(Beginning of Entries supplied)

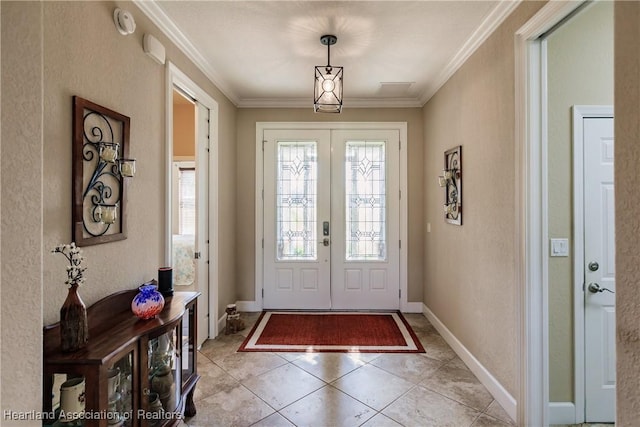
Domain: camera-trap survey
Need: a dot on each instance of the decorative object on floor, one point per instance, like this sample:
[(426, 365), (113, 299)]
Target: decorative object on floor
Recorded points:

(End of Entries supplied)

● Task description
Find the line that contains "Need: a dot". Repeat it and every line after it, exactly as written, up to and including the last line of the records above.

● Your solution
Need: a dot on each instance of the decorative object on floor, one point per instance, like this sample:
[(426, 365), (113, 299)]
Target: decorative object on floor
Recorded points:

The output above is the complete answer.